Word for word, reproduce all of the entries shown below.

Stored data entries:
━━━━━━━━

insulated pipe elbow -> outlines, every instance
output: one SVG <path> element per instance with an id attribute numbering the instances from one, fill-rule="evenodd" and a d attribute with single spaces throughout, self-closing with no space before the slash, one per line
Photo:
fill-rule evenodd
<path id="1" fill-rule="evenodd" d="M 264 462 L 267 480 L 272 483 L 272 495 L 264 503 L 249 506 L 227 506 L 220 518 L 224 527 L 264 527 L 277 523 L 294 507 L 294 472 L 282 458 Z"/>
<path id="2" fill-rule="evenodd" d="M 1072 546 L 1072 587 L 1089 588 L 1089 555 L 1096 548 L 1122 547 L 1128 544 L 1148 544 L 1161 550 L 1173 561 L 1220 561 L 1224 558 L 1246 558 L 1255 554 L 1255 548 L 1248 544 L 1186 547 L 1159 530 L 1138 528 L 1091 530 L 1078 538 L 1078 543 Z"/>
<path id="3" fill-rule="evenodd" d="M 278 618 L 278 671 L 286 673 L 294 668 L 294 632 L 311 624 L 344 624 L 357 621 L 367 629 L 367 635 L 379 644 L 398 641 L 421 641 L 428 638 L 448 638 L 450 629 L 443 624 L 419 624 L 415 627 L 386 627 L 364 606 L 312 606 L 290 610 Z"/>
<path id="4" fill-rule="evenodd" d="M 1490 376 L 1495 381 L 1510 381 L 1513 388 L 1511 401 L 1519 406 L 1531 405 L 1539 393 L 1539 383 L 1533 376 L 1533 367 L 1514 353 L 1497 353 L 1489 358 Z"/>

━━━━━━━━

TASK SOLUTION
insulated pipe elbow -> outlines, every instance
output: one SVG <path> element per instance with an id attribute numbering the instances from one, fill-rule="evenodd" and a d attribute with single spaces throughout, self-closing with no space before the slash, one per line
Photo:
fill-rule evenodd
<path id="1" fill-rule="evenodd" d="M 264 462 L 267 480 L 272 483 L 272 495 L 264 503 L 249 506 L 227 506 L 220 518 L 224 527 L 264 527 L 277 523 L 294 507 L 294 472 L 282 458 Z"/>
<path id="2" fill-rule="evenodd" d="M 1072 546 L 1072 587 L 1089 588 L 1089 555 L 1096 548 L 1122 547 L 1128 544 L 1148 544 L 1161 550 L 1173 561 L 1220 561 L 1224 558 L 1246 558 L 1255 554 L 1255 548 L 1248 544 L 1186 547 L 1159 530 L 1138 528 L 1091 530 L 1078 538 L 1078 543 Z"/>
<path id="3" fill-rule="evenodd" d="M 278 618 L 278 671 L 286 673 L 294 668 L 294 632 L 311 624 L 344 624 L 357 621 L 367 629 L 367 635 L 379 644 L 398 641 L 421 641 L 428 638 L 448 638 L 450 629 L 443 624 L 419 624 L 415 627 L 386 627 L 364 606 L 312 606 L 290 610 Z"/>
<path id="4" fill-rule="evenodd" d="M 1490 376 L 1495 381 L 1510 381 L 1513 388 L 1511 401 L 1519 406 L 1531 405 L 1539 393 L 1539 383 L 1533 376 L 1533 367 L 1514 353 L 1497 353 L 1489 358 Z"/>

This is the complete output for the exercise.